YOUR TASK: Output verbatim the line with "the house window" together with every line beneath it, ending at the last line of the entries.

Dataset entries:
━━━━━━━━━━━━━━━━

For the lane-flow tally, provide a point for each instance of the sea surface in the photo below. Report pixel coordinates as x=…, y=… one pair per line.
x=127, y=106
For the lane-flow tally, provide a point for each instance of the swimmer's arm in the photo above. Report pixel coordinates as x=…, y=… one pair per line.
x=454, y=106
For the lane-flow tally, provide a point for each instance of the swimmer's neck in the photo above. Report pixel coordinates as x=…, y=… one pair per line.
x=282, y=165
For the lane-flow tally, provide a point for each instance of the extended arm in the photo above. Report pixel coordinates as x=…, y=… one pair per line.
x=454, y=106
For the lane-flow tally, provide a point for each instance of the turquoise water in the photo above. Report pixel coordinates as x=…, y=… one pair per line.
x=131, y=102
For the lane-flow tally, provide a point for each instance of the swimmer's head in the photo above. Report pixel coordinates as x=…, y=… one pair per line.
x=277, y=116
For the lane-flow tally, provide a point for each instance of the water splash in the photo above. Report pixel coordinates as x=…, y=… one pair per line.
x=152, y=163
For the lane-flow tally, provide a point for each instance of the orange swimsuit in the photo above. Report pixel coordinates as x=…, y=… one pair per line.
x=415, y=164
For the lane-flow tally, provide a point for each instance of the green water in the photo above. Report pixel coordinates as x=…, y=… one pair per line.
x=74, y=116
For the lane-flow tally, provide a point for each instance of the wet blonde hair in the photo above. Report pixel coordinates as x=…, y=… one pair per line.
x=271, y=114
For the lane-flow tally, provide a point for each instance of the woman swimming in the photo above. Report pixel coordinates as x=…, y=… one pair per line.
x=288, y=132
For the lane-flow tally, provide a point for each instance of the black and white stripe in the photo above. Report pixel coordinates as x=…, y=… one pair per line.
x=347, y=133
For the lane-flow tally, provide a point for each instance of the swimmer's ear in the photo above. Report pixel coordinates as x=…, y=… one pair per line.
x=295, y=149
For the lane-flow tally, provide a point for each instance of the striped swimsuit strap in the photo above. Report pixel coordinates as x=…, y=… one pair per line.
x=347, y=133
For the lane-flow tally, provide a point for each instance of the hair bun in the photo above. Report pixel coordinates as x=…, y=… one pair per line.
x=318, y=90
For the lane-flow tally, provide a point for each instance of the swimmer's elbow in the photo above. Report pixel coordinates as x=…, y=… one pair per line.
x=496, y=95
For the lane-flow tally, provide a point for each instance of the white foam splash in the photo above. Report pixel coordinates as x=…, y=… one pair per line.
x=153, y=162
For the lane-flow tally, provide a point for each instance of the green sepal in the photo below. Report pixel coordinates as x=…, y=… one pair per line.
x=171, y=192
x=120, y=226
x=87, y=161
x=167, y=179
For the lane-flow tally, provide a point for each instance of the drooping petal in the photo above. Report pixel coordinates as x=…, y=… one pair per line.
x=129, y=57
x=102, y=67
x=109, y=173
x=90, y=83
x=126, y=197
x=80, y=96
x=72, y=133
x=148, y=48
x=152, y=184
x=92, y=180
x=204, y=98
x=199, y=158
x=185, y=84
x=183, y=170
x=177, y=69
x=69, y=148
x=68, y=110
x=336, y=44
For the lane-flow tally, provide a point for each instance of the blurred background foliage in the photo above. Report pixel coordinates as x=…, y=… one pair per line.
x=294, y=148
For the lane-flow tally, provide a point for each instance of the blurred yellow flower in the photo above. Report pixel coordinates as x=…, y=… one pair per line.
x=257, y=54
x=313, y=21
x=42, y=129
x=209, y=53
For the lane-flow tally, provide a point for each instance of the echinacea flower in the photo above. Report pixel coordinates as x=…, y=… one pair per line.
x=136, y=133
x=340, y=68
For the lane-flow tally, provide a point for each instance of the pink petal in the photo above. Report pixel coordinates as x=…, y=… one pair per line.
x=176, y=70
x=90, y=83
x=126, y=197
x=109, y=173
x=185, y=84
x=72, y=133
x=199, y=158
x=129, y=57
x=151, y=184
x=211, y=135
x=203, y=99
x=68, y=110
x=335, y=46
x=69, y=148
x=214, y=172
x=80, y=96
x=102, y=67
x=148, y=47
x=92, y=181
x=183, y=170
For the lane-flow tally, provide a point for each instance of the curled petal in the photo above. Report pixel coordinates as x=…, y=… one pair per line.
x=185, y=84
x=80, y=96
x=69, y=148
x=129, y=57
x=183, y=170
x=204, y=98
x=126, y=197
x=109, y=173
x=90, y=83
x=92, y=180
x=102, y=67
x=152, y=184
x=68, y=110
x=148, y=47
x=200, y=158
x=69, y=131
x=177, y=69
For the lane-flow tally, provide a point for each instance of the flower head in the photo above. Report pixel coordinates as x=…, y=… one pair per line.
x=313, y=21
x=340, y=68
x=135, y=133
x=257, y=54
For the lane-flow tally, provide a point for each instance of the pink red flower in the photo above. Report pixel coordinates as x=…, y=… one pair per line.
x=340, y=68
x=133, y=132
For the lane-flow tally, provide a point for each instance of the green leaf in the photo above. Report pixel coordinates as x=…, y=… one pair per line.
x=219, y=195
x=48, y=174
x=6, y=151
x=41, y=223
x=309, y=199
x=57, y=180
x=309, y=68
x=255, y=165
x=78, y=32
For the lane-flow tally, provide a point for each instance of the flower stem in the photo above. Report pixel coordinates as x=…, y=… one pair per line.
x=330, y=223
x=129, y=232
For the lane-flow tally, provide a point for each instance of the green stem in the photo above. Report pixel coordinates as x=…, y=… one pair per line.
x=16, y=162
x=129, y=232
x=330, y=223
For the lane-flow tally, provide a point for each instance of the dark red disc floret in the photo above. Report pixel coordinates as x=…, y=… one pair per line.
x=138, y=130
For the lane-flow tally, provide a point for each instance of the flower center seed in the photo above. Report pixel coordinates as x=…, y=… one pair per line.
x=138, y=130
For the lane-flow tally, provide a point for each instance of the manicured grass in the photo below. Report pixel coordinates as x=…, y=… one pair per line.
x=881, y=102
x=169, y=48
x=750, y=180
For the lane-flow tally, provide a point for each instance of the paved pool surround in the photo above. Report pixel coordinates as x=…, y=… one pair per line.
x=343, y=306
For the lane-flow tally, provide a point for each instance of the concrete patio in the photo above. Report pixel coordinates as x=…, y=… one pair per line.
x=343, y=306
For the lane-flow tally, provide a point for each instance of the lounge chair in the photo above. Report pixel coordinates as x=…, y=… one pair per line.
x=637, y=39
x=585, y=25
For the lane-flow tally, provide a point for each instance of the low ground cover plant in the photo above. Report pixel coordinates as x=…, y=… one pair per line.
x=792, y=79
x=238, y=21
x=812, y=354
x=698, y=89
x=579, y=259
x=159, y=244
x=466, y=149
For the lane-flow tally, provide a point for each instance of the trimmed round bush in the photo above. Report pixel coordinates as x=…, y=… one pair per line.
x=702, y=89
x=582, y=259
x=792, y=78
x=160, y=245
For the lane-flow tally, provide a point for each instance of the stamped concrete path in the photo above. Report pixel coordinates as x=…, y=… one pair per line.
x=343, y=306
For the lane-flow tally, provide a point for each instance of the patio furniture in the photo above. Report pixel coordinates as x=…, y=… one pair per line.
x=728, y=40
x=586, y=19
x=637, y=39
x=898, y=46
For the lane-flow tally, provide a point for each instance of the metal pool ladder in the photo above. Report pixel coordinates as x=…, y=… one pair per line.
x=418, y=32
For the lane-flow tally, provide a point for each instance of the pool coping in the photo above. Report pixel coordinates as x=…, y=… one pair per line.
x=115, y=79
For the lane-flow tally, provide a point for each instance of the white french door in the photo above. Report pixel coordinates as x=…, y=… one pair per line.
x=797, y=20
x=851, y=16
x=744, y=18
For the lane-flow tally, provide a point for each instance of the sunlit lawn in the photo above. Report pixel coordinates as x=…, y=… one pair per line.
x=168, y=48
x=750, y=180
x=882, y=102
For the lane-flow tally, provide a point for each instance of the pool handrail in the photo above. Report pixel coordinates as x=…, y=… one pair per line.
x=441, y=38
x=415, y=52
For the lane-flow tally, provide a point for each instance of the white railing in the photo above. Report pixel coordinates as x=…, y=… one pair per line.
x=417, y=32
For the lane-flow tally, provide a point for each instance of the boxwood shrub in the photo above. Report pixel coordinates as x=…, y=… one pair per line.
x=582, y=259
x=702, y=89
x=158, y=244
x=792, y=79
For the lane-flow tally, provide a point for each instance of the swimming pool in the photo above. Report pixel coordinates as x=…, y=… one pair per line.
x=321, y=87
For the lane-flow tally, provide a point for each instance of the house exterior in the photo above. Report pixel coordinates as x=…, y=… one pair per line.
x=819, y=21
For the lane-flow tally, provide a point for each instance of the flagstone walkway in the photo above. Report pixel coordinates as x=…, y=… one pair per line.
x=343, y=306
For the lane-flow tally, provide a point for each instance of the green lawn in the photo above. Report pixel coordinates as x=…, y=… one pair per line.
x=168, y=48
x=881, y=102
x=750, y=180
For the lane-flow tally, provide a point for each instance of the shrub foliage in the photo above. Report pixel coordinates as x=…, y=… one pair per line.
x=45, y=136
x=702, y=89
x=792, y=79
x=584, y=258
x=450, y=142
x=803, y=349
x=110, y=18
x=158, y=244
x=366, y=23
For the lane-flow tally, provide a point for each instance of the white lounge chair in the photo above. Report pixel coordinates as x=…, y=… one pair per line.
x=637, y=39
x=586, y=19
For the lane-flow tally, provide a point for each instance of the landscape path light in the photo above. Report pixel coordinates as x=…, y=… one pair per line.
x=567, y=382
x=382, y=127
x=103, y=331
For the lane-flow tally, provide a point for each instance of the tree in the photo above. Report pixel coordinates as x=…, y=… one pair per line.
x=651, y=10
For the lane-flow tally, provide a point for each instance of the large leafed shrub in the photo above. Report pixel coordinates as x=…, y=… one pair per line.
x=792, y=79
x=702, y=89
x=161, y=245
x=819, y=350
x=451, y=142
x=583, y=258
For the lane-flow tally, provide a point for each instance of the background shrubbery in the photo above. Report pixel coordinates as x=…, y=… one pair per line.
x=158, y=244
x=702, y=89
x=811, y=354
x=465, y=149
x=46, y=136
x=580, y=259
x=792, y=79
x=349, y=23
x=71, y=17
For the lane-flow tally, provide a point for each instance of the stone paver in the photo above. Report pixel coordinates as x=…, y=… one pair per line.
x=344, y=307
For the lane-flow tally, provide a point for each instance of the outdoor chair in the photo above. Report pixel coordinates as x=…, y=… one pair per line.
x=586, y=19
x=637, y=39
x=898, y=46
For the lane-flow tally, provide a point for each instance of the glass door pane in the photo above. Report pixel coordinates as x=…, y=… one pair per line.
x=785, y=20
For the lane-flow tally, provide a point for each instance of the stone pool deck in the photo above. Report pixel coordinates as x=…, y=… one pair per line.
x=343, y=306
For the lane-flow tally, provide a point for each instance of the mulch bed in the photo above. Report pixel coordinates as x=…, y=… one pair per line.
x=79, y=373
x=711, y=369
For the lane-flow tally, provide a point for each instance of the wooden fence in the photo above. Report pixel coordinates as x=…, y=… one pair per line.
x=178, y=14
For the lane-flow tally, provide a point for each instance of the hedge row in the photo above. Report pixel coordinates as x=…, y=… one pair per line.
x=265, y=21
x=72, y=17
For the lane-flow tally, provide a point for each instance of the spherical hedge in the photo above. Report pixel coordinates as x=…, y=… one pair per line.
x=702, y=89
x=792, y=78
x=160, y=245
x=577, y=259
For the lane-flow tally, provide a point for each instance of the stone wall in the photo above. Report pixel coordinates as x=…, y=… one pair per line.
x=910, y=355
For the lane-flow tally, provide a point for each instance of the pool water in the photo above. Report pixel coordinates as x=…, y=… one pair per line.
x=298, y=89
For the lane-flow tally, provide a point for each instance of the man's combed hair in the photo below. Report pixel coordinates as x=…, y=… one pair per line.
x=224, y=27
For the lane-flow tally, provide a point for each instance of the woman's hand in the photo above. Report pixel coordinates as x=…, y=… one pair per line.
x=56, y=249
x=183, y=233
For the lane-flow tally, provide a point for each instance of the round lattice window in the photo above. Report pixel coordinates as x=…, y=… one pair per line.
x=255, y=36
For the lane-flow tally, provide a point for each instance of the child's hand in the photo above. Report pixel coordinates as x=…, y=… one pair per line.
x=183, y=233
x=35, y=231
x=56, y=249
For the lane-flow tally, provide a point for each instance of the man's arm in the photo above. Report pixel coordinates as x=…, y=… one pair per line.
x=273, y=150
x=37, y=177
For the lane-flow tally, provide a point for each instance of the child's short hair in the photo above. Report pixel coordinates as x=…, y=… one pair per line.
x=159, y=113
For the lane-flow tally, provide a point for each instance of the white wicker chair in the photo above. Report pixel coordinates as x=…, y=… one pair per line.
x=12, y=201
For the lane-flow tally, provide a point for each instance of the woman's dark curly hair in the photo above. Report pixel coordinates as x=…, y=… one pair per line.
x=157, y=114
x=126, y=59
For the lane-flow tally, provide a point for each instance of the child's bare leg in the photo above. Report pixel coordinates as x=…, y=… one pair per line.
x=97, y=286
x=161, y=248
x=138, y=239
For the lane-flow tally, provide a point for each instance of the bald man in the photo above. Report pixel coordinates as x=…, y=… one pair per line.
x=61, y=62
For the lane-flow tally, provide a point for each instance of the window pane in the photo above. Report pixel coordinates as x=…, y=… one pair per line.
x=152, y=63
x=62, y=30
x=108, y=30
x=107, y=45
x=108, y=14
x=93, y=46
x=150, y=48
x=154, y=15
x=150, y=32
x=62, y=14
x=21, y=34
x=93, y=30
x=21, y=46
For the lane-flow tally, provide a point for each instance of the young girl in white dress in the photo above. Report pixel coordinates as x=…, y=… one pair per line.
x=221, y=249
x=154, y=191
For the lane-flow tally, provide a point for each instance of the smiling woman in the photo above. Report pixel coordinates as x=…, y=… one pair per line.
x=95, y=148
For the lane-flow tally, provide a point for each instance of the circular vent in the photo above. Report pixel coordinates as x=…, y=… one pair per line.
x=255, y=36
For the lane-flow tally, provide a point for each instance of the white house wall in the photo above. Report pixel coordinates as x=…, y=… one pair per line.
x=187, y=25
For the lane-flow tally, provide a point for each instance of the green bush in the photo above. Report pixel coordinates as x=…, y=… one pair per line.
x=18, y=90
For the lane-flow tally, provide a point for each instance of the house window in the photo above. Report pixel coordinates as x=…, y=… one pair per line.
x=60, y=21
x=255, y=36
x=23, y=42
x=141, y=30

━━━━━━━━━━━━━━━━

PROBLEM SOLUTION:
For the lane-flow tally, provide a point for each instance of the house window in the photo above. Report pixel coordinates as x=…, y=… one pair per line.
x=60, y=21
x=255, y=36
x=23, y=42
x=141, y=30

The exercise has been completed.